Problem statement » A single number is the answer here: the count of lines in the data below that include the word "vertical".

Task data »
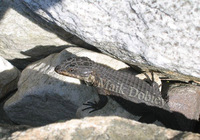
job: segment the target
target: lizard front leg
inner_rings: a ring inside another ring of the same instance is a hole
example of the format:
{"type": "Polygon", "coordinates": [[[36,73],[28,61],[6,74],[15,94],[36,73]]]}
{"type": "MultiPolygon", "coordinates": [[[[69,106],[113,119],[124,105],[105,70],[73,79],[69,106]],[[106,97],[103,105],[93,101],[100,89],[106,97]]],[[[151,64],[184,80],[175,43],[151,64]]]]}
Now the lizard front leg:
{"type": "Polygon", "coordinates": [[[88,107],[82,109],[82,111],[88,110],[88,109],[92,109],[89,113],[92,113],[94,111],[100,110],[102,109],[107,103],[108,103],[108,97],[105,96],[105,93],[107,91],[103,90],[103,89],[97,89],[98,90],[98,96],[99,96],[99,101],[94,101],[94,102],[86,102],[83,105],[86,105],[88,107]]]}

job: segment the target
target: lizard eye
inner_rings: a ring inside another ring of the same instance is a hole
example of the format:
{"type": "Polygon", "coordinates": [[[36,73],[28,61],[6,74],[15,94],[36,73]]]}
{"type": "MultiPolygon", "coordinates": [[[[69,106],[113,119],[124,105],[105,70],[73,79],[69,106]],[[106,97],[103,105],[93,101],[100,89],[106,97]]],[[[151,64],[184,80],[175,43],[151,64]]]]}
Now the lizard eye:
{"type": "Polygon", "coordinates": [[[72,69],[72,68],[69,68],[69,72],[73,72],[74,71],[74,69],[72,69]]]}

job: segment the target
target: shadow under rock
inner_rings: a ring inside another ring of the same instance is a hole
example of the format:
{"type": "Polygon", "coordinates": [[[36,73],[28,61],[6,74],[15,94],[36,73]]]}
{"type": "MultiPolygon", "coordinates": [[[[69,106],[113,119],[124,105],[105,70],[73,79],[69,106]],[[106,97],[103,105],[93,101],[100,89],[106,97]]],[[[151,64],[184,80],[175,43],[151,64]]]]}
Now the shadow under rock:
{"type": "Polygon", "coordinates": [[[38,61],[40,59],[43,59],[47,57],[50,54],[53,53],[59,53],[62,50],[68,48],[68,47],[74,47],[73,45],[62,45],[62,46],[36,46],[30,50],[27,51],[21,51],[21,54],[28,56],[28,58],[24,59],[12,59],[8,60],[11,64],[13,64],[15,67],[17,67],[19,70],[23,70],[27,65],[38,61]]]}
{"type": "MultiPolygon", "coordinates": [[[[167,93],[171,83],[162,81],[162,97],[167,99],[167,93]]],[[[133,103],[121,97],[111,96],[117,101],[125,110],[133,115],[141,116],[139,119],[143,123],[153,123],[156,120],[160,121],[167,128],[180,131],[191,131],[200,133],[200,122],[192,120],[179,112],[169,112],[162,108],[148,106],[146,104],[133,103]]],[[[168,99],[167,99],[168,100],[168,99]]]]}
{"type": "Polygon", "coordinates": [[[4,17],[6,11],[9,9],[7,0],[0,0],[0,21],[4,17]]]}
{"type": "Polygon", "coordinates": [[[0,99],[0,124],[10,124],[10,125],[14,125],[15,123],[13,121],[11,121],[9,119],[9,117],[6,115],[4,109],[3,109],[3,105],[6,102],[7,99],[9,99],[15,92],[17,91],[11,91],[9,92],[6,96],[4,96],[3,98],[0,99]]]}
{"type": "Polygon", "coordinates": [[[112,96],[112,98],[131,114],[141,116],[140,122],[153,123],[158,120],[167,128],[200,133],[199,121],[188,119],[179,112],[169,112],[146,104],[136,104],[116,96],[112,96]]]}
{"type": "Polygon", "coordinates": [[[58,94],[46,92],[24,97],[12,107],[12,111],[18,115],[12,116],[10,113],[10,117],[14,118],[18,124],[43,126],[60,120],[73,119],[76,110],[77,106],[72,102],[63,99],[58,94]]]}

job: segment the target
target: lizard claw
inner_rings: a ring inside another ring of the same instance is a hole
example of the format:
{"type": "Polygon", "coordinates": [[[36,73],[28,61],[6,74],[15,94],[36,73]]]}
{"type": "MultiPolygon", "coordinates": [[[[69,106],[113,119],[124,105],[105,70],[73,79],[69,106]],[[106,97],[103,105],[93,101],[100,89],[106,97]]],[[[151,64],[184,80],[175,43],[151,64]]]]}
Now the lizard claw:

* * *

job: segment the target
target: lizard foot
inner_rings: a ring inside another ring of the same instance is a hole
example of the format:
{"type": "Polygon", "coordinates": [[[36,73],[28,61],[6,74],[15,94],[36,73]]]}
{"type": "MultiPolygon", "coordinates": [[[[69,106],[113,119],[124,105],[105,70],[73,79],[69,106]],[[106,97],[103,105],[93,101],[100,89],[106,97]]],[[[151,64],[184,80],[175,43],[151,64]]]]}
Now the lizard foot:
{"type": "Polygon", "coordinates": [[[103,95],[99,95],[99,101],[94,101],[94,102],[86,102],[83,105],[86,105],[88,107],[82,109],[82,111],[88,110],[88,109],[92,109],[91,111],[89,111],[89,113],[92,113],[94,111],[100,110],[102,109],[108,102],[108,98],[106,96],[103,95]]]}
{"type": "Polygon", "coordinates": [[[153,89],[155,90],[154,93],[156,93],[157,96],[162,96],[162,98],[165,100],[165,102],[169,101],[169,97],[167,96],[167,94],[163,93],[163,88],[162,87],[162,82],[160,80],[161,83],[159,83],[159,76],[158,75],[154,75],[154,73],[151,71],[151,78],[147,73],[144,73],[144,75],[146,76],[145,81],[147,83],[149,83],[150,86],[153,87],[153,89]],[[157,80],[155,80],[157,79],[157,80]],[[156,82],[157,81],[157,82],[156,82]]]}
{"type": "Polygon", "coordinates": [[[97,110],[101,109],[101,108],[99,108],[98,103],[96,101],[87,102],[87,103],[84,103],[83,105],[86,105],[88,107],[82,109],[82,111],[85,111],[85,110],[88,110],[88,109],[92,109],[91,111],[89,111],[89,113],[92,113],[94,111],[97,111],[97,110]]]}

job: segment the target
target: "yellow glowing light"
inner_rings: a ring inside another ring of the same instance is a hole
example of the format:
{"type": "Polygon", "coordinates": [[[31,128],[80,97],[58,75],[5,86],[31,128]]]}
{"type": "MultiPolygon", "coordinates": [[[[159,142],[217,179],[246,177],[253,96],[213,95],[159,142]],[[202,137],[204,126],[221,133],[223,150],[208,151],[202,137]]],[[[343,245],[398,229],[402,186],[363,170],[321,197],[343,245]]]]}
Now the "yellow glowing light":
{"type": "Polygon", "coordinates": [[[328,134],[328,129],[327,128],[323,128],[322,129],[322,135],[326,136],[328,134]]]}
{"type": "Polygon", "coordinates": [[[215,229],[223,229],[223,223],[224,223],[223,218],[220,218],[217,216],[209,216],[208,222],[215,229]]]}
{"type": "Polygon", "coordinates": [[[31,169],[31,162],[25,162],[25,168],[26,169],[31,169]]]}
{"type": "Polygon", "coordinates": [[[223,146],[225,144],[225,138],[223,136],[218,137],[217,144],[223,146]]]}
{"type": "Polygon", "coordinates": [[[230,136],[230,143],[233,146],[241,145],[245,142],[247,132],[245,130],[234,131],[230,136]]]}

--

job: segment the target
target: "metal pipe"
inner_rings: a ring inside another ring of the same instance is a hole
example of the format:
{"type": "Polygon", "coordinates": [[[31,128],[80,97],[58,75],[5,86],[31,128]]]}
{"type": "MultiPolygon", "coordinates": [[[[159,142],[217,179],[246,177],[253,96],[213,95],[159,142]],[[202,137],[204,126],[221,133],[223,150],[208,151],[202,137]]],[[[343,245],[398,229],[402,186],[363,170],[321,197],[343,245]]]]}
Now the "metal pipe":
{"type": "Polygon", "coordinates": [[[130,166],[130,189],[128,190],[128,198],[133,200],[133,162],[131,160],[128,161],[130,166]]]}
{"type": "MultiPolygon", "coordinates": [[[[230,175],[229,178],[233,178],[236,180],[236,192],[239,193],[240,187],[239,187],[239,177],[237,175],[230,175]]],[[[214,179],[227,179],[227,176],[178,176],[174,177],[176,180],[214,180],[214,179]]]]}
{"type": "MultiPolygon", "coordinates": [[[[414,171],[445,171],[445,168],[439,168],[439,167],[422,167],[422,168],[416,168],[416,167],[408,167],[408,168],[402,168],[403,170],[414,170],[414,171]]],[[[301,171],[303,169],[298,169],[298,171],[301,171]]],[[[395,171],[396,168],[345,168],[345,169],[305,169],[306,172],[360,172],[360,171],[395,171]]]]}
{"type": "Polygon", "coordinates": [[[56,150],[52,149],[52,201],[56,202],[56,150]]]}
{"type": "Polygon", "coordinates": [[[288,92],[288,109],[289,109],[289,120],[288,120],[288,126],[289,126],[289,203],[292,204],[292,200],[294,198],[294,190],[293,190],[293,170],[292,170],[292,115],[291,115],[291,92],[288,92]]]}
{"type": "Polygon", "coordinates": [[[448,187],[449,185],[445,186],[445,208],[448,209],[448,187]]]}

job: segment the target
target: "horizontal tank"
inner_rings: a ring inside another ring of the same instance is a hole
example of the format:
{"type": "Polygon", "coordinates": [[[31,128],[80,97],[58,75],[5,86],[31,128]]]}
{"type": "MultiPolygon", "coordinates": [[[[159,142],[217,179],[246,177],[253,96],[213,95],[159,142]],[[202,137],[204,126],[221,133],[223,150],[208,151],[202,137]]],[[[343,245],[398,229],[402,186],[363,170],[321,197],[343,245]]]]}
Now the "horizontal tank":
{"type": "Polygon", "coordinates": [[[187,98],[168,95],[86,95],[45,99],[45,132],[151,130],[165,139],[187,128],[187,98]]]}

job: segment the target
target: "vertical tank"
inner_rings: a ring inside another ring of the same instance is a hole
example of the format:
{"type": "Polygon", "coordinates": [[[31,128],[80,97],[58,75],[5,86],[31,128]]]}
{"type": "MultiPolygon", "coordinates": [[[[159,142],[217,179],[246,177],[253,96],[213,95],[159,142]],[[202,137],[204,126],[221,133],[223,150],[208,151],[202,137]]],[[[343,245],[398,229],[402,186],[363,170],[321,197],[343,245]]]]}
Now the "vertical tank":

Completed exercise » 2